* [Explore the material]:
A) According to the passage on DUI and prescription drugs, which test quantifies the amount of a drug in a person's system?
B) Summarize the passage on DUI and prescription drugs in two sentences.

* [Document passage]:
Driving Under the Influence & Prescription Drugs
Alcohol consumption is not necessary for a person to be arrested and convicted of driving under the influence, says Broward DUI Lawyer William Moore. Alcohol is easier to quantify through the use of a breath test. Although urinalysis can detect the presence of drugs, the test does not show the amount that was present in a person’s system at the time of the test. Only a blood test quantifies the amount.
In cases where a blood test was actually obtained, the results will usually be interpreted by a toxicologist, who will be called by the state to testify regarding the substances actually present as well as the amount of the drugs present. For example, just knowing that a driver had a breath test of 0.02 — well under the per se limit of 0.08 at which the law presumes a driver to be too impaired to operate a motor vehicle — combined with the presence of Xanax in the body is insufficient to prove a DUI. However, if a toxicologist is present with the results of a blood test, that information can be key for a jury to make a decision regarding a person’s guilt. If the Xanax was at therapeutic levels, or the level generally prescribed by a physician, the person is less likely to be found guilty of driving under the influence. If, however, the levels are several times higher than the therapeutic dose, the case is more difficult. This is particularly true where the blood test results conflict with statements made by the defendant following his arrest regarding how much Xanax he took.

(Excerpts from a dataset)
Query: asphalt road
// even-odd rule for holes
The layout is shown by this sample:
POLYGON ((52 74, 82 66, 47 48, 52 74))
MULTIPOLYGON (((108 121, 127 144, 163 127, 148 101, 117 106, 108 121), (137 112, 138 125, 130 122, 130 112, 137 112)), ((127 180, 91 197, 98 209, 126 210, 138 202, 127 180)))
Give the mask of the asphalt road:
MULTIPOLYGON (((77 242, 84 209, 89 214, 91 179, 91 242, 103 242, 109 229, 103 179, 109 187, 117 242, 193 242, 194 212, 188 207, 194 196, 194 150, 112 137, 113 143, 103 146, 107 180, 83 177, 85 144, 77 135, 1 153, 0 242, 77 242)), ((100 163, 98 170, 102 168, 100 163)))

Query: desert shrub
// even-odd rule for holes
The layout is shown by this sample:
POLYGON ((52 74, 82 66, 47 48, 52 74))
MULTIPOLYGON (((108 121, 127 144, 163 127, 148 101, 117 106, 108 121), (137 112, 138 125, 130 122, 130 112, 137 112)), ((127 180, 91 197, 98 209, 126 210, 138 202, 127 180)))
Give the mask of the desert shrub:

* [Results]:
A) A blood test.

B) A person can be arrested and convicted of driving under the influence without consuming alcohol, and although urinalysis can detect drugs, only a blood test quantifies the amount present. When a blood test is obtained, a toxicologist called by the state usually interprets the results: drug levels at therapeutic doses make a guilty verdict less likely, while levels several times higher make the case more difficult.